REQUIRED WORK => Would you copy only the lines below, from the one containing "Warehouse picking: mark the chair backrest" through the very last one, leaving the pictures out?

TASK DATA =>
-- START --
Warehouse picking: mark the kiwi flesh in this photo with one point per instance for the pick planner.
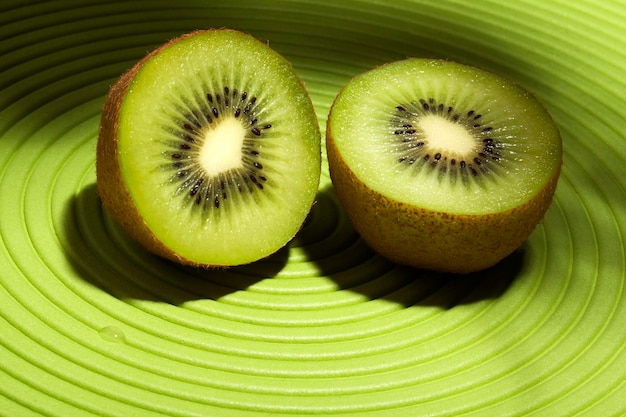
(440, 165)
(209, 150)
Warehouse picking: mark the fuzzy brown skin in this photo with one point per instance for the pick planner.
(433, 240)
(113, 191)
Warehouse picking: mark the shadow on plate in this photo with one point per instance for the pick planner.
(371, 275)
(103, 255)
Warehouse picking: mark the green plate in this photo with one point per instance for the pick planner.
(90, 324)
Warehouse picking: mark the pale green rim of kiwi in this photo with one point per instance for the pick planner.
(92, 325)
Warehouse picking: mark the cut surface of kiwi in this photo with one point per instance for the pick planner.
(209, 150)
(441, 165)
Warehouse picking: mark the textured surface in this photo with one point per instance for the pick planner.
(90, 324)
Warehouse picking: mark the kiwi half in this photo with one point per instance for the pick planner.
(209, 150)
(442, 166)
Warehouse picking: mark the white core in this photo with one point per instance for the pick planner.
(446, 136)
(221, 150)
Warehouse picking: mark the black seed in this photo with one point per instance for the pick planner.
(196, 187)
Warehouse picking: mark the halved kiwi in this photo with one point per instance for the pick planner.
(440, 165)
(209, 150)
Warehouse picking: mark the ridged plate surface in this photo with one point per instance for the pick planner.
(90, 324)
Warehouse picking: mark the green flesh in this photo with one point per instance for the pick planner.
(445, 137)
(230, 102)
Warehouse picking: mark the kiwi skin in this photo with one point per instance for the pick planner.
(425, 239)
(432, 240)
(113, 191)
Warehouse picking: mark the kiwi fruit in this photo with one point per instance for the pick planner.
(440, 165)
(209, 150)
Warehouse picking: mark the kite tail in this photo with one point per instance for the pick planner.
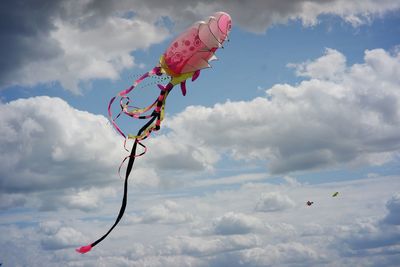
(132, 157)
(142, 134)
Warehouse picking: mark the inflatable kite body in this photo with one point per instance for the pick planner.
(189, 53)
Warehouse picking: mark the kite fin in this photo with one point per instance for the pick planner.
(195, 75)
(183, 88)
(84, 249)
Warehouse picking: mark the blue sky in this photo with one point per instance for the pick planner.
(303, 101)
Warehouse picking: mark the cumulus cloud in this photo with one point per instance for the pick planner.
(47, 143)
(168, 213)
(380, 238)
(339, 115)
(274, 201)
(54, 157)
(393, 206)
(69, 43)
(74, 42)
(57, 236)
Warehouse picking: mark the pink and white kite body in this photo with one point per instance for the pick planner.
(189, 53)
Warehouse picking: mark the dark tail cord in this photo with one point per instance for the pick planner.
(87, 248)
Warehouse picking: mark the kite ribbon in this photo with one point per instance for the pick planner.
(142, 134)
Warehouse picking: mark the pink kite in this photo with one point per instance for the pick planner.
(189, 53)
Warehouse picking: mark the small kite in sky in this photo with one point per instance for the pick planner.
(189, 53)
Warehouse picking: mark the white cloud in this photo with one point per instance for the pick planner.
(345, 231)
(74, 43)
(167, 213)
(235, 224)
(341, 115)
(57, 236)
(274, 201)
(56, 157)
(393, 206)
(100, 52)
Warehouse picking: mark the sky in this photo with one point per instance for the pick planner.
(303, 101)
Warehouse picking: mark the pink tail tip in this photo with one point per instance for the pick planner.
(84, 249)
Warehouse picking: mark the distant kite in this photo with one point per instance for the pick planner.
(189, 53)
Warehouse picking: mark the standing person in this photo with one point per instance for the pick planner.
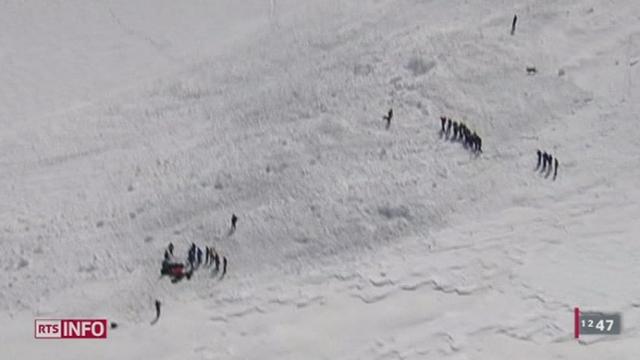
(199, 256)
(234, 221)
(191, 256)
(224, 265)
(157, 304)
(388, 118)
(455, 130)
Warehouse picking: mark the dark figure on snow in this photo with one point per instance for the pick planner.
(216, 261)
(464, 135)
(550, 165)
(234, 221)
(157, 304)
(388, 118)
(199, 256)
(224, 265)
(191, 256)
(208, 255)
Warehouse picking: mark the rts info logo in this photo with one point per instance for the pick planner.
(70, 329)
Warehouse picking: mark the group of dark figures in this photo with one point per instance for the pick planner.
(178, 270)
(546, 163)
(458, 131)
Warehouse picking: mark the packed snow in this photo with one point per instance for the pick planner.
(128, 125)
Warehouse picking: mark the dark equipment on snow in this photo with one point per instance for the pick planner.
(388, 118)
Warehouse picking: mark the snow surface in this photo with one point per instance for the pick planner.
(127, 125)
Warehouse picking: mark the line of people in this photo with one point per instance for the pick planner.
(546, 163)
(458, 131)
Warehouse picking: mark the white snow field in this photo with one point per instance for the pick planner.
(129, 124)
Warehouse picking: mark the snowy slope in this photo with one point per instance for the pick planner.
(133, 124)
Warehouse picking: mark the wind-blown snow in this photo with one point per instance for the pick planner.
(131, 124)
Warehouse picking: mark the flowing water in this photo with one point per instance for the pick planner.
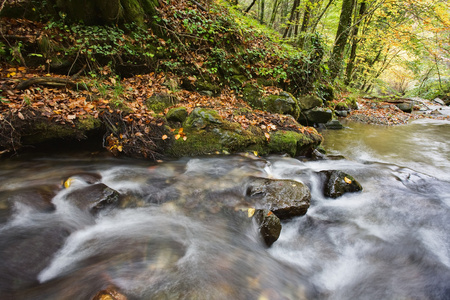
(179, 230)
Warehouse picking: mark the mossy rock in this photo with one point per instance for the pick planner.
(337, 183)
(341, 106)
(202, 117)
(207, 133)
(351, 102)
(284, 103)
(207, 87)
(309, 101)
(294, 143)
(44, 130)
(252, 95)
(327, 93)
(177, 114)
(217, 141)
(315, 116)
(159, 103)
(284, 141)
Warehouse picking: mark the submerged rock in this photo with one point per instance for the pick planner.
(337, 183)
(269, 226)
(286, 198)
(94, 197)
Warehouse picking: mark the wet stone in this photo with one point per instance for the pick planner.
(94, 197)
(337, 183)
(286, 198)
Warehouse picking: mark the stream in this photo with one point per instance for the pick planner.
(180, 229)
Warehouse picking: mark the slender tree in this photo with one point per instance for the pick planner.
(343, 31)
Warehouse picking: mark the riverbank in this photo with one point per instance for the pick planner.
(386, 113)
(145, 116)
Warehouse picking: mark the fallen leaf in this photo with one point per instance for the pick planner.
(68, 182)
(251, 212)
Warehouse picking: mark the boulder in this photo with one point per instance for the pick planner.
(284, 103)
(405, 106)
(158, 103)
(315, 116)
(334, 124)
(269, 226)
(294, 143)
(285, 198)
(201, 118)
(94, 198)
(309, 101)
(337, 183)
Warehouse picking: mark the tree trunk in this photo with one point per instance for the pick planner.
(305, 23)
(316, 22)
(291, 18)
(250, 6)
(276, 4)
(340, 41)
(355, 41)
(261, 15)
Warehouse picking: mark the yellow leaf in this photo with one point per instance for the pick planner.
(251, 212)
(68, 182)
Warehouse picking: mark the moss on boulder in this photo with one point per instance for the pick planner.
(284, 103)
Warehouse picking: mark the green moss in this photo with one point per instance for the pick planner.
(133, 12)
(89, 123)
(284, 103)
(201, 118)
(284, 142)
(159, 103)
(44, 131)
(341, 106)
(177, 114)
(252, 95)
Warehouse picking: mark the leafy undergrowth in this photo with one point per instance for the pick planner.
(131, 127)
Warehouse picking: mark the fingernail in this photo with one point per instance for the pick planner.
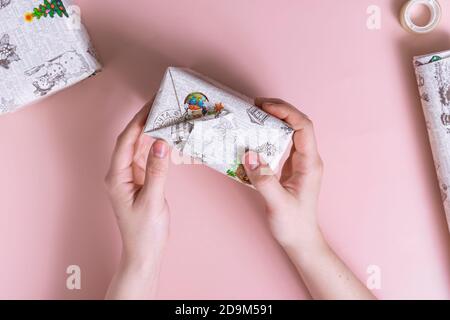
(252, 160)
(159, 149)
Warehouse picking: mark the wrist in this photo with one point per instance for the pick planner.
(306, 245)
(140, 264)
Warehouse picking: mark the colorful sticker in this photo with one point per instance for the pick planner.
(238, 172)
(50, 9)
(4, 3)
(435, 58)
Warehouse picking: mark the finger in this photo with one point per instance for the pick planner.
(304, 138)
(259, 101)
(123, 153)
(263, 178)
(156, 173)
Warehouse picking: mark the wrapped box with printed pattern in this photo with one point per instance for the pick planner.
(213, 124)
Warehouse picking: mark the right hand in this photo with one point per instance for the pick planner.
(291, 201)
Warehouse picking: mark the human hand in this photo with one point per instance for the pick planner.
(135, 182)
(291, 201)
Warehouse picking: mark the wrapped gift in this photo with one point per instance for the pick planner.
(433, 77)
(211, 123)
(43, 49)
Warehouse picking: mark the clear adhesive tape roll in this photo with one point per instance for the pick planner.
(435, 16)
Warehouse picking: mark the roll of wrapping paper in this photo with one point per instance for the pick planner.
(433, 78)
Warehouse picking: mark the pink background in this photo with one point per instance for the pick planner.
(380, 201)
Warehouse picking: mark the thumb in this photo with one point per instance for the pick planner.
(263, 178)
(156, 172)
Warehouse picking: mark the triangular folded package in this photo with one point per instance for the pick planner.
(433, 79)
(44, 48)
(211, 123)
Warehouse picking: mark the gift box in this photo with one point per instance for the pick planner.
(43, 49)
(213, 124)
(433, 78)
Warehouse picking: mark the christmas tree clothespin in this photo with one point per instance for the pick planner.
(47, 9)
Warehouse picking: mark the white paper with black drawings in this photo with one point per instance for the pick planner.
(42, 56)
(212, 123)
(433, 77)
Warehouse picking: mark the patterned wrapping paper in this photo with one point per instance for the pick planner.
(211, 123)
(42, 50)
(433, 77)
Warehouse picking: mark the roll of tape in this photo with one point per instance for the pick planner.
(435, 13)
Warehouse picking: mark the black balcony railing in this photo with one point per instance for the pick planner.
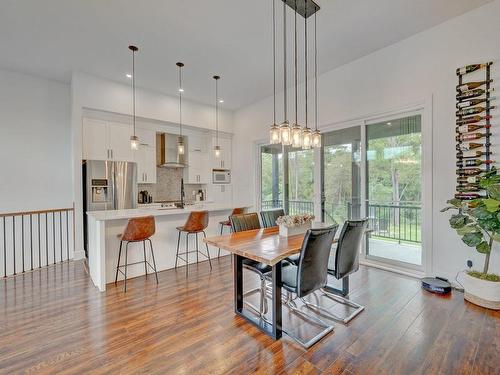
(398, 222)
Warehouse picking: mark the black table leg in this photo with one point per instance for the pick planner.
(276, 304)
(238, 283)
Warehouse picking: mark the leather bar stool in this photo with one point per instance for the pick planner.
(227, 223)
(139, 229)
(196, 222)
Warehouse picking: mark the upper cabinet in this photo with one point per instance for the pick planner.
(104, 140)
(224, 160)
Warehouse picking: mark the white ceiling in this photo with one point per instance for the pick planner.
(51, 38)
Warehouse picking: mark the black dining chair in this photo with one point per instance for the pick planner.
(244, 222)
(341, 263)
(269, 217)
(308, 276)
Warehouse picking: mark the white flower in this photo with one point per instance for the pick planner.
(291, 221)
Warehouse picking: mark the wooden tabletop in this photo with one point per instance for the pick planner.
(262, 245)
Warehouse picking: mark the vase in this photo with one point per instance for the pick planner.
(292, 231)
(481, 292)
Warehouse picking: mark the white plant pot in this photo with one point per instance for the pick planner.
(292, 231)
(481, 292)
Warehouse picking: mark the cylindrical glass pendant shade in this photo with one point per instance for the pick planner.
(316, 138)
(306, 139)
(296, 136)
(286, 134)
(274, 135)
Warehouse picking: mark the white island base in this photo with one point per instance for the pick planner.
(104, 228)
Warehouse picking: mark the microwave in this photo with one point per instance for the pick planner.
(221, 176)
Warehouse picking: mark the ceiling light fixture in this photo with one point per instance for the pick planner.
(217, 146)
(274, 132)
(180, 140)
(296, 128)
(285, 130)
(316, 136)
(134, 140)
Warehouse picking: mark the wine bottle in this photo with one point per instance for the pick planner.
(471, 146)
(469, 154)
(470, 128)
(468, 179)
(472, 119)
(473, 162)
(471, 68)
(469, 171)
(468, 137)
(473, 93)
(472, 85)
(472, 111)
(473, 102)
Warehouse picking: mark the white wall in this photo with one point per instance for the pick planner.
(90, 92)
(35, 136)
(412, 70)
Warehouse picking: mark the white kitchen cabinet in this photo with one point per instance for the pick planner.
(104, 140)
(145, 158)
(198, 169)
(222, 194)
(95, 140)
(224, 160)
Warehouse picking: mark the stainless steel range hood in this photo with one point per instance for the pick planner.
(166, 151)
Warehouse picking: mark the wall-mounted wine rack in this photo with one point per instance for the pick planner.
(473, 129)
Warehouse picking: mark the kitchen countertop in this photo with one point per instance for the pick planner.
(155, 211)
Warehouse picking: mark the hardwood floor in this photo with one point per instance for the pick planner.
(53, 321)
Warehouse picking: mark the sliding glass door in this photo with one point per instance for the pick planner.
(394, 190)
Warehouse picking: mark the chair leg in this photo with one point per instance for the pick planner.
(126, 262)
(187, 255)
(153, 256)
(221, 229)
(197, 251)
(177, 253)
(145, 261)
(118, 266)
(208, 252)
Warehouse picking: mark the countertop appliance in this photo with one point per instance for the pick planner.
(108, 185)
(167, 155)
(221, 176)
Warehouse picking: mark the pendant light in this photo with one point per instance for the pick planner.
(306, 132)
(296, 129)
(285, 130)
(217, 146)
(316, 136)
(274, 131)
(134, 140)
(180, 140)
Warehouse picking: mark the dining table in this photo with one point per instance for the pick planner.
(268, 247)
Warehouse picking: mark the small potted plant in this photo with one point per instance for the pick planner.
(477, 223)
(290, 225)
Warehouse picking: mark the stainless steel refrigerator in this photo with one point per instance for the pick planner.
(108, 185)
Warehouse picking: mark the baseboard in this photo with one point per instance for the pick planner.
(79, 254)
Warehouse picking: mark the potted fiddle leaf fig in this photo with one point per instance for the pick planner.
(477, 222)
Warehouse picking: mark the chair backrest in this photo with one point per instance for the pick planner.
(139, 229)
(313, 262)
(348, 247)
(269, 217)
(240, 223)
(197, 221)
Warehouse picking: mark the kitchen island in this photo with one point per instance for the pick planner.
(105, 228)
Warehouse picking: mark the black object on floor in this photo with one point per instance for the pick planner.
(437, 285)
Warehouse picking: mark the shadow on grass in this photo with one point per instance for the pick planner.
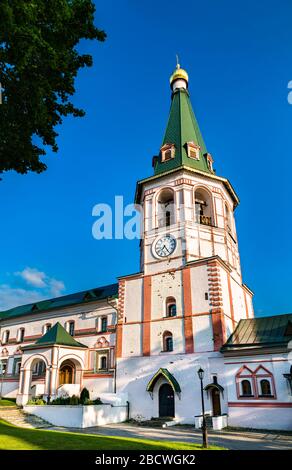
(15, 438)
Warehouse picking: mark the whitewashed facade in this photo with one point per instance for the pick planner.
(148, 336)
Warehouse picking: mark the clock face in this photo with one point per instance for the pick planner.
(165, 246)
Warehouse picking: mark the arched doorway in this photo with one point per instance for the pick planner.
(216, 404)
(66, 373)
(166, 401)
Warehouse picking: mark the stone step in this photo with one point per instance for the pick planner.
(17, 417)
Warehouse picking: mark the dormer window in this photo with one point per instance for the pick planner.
-- END --
RESPONSE BELOW =>
Warehouse picking: mark the chair backrest in this photo with one point per instance for the pick planner.
(139, 229)
(313, 262)
(348, 247)
(269, 217)
(240, 223)
(197, 221)
Warehouse picking: mark the kitchen island in this photo with one point per instance for the pick planner.
(105, 228)
Warehouse picking: mark the black object on floor in this photo with one point per instance for the pick planner.
(437, 285)
Warehouse picking: mark the shadow on grass in this photo with one point per instance for the pick planner.
(15, 438)
Warehouse picking: mark the whitewashed facade in this photo with one point per instance for the pick planner.
(148, 336)
Warehouse picking: mark the clock face in this photo with one point per instance for the pick planner.
(165, 246)
Warehouse picking: mark the arched doorway in this photo with one point per instance for the pick planner.
(216, 404)
(66, 373)
(166, 401)
Warehouse picking: mark the stone step in this photo with one point per instance for the pick planner.
(17, 417)
Warehouse picking: mark the dormer window in this photo with one point per instance for the pick planner.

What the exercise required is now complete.